• _Written problem_
Skip every picture, and copy exactly the lines from the one containing "For the dataset, pick out the canyon" to the end of the data.

• _Given data_
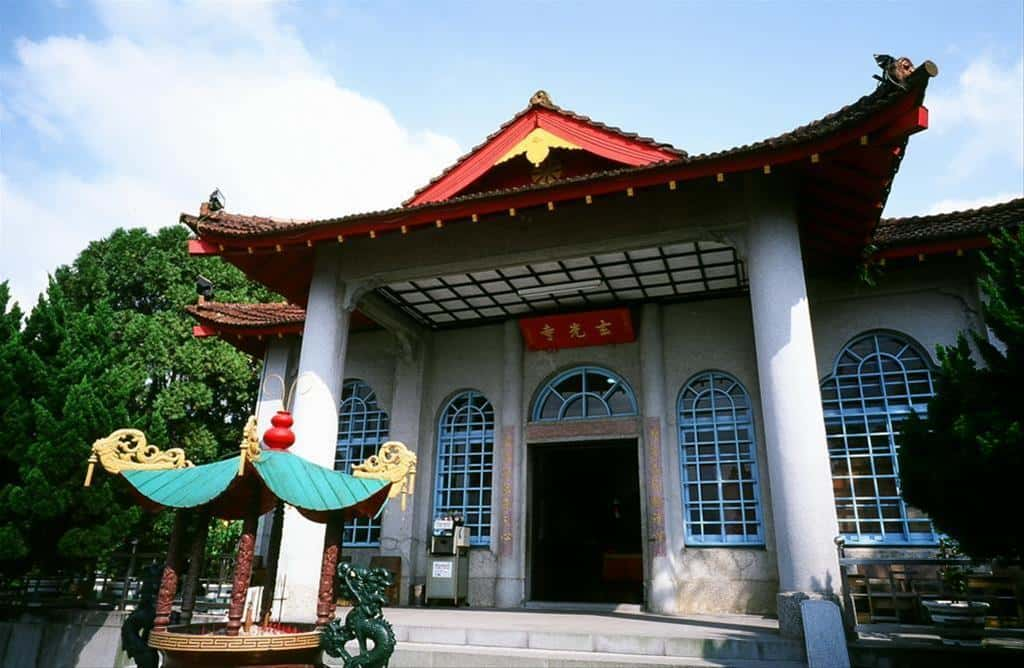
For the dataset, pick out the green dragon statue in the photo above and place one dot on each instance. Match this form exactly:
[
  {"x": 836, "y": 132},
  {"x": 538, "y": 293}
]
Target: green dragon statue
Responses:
[
  {"x": 365, "y": 587},
  {"x": 135, "y": 630}
]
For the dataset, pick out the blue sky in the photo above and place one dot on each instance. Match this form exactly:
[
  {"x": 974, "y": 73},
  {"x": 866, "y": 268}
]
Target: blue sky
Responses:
[{"x": 125, "y": 114}]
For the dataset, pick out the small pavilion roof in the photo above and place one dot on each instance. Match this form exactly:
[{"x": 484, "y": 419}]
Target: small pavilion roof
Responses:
[{"x": 314, "y": 491}]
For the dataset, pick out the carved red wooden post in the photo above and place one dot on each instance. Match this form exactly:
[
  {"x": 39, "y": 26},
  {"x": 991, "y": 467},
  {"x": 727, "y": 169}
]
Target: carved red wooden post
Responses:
[
  {"x": 169, "y": 583},
  {"x": 243, "y": 571},
  {"x": 326, "y": 602},
  {"x": 272, "y": 554},
  {"x": 196, "y": 560}
]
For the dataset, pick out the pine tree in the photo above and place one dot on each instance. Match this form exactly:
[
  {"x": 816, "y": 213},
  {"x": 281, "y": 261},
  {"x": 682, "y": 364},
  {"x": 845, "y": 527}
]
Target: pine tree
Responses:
[
  {"x": 110, "y": 345},
  {"x": 963, "y": 463}
]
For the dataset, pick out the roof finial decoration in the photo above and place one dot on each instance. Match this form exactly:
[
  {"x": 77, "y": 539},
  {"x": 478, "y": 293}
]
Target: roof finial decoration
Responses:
[
  {"x": 541, "y": 97},
  {"x": 894, "y": 71}
]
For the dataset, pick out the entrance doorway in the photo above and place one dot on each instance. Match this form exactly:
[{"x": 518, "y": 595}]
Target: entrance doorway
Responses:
[{"x": 585, "y": 523}]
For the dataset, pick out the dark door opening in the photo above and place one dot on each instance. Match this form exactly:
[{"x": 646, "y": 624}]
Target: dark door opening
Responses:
[{"x": 585, "y": 523}]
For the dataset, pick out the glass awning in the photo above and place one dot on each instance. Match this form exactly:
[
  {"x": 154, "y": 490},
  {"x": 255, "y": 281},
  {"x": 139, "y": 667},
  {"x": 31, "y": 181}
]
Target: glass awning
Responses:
[{"x": 675, "y": 272}]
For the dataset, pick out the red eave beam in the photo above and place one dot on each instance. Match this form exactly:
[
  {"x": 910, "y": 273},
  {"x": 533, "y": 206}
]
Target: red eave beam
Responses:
[
  {"x": 201, "y": 247},
  {"x": 909, "y": 123},
  {"x": 203, "y": 331},
  {"x": 934, "y": 248}
]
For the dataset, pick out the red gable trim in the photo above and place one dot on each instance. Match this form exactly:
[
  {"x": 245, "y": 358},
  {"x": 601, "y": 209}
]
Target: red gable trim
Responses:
[{"x": 601, "y": 142}]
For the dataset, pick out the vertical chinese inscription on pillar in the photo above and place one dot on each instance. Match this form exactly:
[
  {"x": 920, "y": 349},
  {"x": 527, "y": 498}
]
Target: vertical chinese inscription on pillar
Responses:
[
  {"x": 655, "y": 488},
  {"x": 508, "y": 459}
]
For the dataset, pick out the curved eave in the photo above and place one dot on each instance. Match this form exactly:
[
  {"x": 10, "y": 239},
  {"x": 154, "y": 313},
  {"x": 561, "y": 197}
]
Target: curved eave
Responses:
[{"x": 845, "y": 168}]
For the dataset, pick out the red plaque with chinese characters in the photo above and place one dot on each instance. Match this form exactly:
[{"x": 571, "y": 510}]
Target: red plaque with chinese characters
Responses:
[{"x": 578, "y": 330}]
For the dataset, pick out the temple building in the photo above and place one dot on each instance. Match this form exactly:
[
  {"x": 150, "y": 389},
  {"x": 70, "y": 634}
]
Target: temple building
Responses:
[{"x": 639, "y": 375}]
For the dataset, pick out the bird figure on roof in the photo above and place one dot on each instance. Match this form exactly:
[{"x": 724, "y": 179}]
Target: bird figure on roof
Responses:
[{"x": 894, "y": 71}]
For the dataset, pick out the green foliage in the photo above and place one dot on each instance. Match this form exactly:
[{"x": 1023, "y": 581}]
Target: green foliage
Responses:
[
  {"x": 109, "y": 345},
  {"x": 962, "y": 464}
]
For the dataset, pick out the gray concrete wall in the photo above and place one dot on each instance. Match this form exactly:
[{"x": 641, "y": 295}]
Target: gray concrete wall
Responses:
[{"x": 931, "y": 302}]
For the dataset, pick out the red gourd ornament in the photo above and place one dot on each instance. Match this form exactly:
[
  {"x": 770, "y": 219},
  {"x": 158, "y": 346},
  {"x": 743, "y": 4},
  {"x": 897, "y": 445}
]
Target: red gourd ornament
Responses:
[{"x": 280, "y": 436}]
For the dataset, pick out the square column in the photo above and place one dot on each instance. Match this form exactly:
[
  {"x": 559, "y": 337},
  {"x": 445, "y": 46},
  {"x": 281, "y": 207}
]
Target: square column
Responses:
[
  {"x": 663, "y": 501},
  {"x": 317, "y": 395},
  {"x": 511, "y": 504},
  {"x": 794, "y": 424}
]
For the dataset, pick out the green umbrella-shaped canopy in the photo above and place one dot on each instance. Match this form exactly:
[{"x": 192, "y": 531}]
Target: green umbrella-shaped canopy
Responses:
[{"x": 314, "y": 491}]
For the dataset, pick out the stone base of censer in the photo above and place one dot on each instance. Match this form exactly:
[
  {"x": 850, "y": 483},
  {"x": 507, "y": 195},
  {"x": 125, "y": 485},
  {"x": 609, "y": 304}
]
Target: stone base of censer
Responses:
[{"x": 280, "y": 645}]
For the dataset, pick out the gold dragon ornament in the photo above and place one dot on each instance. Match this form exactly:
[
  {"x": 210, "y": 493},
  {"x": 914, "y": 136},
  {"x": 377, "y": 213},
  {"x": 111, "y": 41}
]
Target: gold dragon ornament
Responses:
[
  {"x": 394, "y": 463},
  {"x": 127, "y": 450}
]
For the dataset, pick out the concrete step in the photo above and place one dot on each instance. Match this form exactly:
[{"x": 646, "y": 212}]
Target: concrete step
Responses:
[
  {"x": 425, "y": 655},
  {"x": 722, "y": 638},
  {"x": 756, "y": 648}
]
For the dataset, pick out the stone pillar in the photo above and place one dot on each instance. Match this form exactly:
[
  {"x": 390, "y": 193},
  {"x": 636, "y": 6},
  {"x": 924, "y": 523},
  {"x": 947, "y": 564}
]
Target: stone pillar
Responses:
[
  {"x": 317, "y": 395},
  {"x": 272, "y": 388},
  {"x": 326, "y": 602},
  {"x": 510, "y": 501},
  {"x": 397, "y": 538},
  {"x": 172, "y": 571},
  {"x": 276, "y": 522},
  {"x": 662, "y": 585},
  {"x": 197, "y": 559},
  {"x": 243, "y": 572},
  {"x": 798, "y": 459}
]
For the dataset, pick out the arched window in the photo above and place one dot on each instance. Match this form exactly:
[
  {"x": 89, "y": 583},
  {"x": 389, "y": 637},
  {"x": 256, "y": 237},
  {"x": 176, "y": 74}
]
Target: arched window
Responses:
[
  {"x": 363, "y": 426},
  {"x": 879, "y": 379},
  {"x": 466, "y": 462},
  {"x": 585, "y": 392},
  {"x": 721, "y": 495}
]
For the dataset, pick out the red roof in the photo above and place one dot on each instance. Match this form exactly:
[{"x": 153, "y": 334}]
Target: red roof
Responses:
[
  {"x": 620, "y": 148},
  {"x": 843, "y": 164}
]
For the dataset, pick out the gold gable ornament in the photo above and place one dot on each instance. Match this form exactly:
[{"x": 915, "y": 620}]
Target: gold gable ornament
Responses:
[
  {"x": 394, "y": 463},
  {"x": 538, "y": 145},
  {"x": 249, "y": 449},
  {"x": 127, "y": 450}
]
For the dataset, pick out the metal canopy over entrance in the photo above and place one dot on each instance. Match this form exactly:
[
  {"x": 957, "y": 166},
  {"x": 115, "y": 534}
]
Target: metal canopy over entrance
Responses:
[
  {"x": 683, "y": 270},
  {"x": 586, "y": 541}
]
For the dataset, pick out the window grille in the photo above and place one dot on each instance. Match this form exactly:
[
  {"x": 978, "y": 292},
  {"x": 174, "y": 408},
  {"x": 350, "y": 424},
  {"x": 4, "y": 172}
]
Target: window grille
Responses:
[
  {"x": 879, "y": 379},
  {"x": 363, "y": 426},
  {"x": 721, "y": 495},
  {"x": 585, "y": 392},
  {"x": 466, "y": 462}
]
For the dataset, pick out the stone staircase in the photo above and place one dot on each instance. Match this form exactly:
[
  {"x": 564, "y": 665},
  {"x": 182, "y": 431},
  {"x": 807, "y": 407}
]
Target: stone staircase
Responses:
[{"x": 482, "y": 638}]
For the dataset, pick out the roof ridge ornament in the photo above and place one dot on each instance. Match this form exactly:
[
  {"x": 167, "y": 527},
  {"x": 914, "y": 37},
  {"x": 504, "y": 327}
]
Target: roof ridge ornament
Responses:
[
  {"x": 541, "y": 97},
  {"x": 894, "y": 71}
]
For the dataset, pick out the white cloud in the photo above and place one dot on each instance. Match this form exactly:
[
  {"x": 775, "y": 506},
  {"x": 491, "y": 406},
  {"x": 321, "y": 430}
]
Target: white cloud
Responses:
[
  {"x": 180, "y": 99},
  {"x": 954, "y": 204},
  {"x": 987, "y": 107}
]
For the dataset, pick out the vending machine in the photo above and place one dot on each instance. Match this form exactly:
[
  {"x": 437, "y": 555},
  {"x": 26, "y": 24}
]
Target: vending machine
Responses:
[{"x": 448, "y": 570}]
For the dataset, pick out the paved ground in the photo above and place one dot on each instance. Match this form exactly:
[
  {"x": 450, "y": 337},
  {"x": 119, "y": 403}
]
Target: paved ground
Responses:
[{"x": 620, "y": 622}]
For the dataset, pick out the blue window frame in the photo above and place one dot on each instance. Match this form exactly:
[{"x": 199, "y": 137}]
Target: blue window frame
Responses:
[
  {"x": 584, "y": 392},
  {"x": 879, "y": 379},
  {"x": 719, "y": 458},
  {"x": 466, "y": 463},
  {"x": 363, "y": 426}
]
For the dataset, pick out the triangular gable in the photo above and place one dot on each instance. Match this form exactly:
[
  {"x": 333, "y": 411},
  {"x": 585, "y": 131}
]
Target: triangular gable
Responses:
[{"x": 535, "y": 133}]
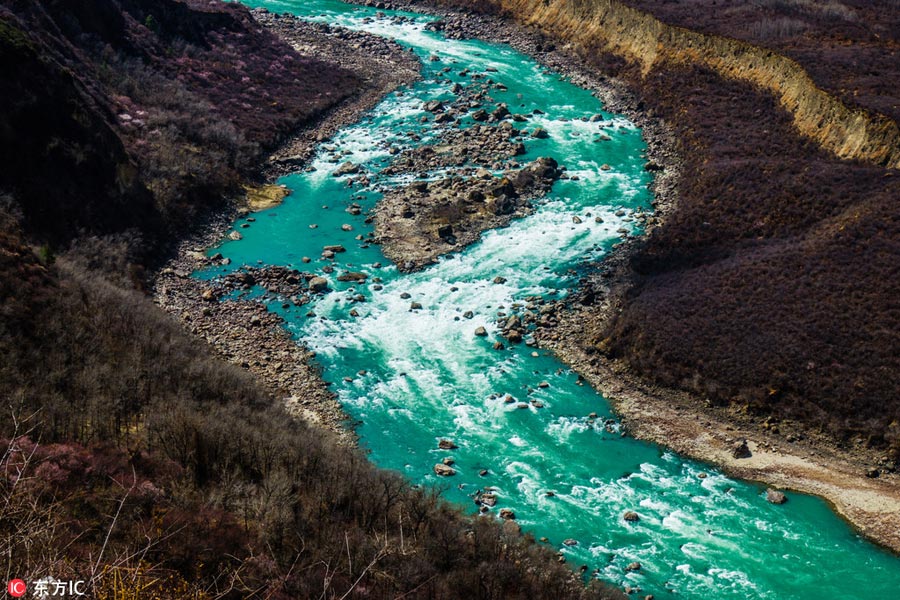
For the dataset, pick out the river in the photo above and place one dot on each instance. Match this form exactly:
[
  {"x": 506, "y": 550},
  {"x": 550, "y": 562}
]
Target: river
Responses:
[{"x": 412, "y": 377}]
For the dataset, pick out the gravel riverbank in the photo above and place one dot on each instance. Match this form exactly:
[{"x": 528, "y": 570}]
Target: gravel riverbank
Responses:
[
  {"x": 868, "y": 497},
  {"x": 244, "y": 332}
]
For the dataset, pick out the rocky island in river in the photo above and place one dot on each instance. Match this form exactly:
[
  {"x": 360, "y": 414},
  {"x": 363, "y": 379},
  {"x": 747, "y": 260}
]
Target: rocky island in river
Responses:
[{"x": 507, "y": 299}]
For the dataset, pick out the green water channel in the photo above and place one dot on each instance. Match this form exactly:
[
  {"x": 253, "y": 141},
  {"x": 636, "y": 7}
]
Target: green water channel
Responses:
[{"x": 414, "y": 377}]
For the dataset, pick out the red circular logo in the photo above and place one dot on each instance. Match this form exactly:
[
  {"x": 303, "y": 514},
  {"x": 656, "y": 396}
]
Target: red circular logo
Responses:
[{"x": 16, "y": 588}]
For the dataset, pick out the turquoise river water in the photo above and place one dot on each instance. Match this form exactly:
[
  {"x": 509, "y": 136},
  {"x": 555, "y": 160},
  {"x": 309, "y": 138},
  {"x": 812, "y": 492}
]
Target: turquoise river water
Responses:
[{"x": 413, "y": 377}]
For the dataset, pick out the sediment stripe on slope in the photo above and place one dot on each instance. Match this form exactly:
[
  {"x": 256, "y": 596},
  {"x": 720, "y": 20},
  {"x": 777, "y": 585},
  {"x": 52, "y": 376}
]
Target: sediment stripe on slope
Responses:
[{"x": 607, "y": 25}]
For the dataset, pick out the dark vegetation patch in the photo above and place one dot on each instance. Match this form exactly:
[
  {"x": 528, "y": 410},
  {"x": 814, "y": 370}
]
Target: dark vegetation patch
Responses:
[
  {"x": 180, "y": 470},
  {"x": 133, "y": 114},
  {"x": 772, "y": 286},
  {"x": 130, "y": 454}
]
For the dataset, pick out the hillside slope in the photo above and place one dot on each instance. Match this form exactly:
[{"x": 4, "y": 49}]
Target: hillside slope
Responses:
[
  {"x": 772, "y": 285},
  {"x": 133, "y": 456}
]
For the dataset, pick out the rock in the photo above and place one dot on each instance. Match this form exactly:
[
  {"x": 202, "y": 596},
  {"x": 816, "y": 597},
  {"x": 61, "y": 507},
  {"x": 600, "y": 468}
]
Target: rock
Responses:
[
  {"x": 775, "y": 497},
  {"x": 443, "y": 470},
  {"x": 740, "y": 449},
  {"x": 353, "y": 276},
  {"x": 501, "y": 112},
  {"x": 318, "y": 284},
  {"x": 348, "y": 168}
]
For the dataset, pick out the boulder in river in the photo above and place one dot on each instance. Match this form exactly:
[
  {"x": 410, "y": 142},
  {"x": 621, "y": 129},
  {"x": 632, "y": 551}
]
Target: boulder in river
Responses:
[
  {"x": 443, "y": 470},
  {"x": 348, "y": 168},
  {"x": 775, "y": 497},
  {"x": 353, "y": 276},
  {"x": 318, "y": 284},
  {"x": 488, "y": 499},
  {"x": 740, "y": 449}
]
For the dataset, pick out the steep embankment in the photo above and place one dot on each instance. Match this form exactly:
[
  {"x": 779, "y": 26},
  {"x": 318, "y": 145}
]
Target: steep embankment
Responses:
[
  {"x": 143, "y": 462},
  {"x": 611, "y": 27},
  {"x": 769, "y": 288}
]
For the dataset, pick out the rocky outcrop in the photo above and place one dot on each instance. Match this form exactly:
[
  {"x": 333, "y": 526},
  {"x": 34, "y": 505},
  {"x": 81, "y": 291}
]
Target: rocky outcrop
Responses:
[
  {"x": 593, "y": 26},
  {"x": 424, "y": 220}
]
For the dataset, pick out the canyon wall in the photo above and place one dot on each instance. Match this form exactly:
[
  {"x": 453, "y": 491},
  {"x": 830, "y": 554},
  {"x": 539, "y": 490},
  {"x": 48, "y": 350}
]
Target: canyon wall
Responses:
[{"x": 606, "y": 25}]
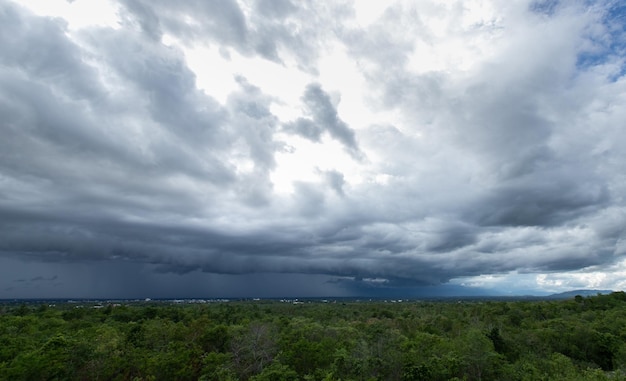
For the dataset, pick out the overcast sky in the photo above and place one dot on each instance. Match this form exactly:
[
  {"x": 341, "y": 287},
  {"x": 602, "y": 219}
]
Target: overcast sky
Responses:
[{"x": 154, "y": 148}]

• _Output below_
For the dataset, pick out the canyon wall in the photo above and place one dot on each instance. Match this form exactly:
[
  {"x": 453, "y": 491},
  {"x": 830, "y": 554},
  {"x": 539, "y": 490},
  {"x": 48, "y": 350}
]
Target: canyon wall
Responses:
[{"x": 606, "y": 25}]
For the dataset, pick out the overcast sky in the photo above and place one dot on each instance. Match this form exactly:
[
  {"x": 341, "y": 287},
  {"x": 602, "y": 219}
]
Target: overcast sky
Responses:
[{"x": 154, "y": 148}]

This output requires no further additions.